═════ EXTRACTED DATA ═════
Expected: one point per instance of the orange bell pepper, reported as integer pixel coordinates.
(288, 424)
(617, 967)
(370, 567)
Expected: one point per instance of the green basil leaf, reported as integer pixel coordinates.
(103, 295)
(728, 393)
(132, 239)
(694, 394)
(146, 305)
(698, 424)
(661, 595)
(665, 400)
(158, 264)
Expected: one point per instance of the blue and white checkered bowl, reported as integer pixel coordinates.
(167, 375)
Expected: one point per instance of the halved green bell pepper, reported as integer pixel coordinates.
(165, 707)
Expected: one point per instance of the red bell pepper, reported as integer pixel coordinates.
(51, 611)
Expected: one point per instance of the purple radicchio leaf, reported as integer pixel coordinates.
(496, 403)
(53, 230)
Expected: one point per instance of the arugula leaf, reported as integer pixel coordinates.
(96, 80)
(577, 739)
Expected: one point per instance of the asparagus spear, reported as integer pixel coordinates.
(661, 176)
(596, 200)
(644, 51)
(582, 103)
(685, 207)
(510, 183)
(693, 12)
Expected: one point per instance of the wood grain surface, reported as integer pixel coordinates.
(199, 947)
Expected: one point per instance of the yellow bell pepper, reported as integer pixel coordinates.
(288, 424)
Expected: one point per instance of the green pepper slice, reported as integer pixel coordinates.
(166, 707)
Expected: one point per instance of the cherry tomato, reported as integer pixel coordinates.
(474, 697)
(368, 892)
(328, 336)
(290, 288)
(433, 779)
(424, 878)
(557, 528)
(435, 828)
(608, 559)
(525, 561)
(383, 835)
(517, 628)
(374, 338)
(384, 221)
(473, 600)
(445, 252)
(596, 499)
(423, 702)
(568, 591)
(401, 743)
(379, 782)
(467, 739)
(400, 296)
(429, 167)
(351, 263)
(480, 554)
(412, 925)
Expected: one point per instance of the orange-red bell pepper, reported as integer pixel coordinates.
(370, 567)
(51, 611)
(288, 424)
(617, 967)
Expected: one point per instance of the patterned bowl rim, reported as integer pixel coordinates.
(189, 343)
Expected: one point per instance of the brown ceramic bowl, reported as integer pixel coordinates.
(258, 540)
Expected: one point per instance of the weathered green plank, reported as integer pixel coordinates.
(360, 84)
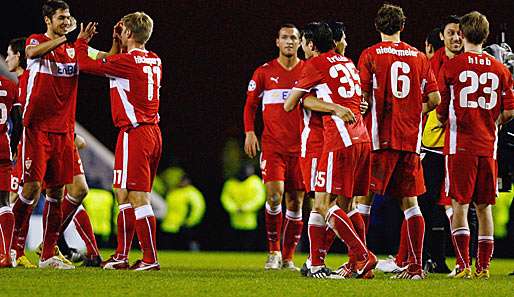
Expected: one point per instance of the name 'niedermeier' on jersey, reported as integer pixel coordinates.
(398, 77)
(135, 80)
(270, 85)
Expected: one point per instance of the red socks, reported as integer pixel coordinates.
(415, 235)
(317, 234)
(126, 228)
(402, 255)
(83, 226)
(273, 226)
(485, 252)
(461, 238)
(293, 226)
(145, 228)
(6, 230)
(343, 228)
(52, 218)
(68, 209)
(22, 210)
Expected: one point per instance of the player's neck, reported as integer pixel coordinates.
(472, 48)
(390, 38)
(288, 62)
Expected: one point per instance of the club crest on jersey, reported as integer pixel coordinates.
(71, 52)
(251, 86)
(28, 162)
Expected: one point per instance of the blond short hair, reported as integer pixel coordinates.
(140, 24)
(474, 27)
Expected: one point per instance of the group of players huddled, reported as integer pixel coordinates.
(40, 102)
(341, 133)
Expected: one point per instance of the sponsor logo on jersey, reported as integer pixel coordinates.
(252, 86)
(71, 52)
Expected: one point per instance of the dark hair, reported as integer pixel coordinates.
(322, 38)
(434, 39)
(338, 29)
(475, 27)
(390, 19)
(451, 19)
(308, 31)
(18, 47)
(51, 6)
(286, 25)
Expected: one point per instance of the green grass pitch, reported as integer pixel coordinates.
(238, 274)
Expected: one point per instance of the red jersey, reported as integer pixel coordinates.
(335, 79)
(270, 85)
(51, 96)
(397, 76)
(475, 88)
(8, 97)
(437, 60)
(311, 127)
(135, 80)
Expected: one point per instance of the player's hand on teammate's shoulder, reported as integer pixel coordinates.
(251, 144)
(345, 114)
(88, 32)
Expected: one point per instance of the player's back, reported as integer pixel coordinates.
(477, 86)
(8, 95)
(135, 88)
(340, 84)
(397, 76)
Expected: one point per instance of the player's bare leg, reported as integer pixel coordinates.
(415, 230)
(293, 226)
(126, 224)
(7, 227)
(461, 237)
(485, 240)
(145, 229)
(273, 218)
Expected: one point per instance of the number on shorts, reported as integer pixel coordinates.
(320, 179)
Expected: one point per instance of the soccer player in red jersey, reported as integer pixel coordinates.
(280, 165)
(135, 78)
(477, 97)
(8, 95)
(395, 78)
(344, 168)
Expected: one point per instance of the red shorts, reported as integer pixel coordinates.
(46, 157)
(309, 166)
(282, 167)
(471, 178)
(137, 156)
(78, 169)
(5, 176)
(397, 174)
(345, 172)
═════
═════ EXTRACTED DATA ═════
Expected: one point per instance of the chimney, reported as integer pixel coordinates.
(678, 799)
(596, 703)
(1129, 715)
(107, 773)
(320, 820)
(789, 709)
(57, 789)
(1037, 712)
═════
WHAT YOU SHOULD DO: Pull out every line in the excerpt above that contains the word "pepper".

TASK OUTPUT:
Expected: one point per instance of the orange bell pepper, reported as integer pixel coordinates.
Expected: one point per instance of the halved green bell pepper, reported as integer pixel coordinates.
Expected: one point per instance of the red bell pepper, reported as integer pixel coordinates.
Expected: one point per instance of the yellow bell pepper, reported as integer pixel coordinates.
Expected: one point per instance of the green pepper slice, reported as integer pixel coordinates.
Expected: one point per instance of the orange-red bell pepper, reported as integer pixel coordinates.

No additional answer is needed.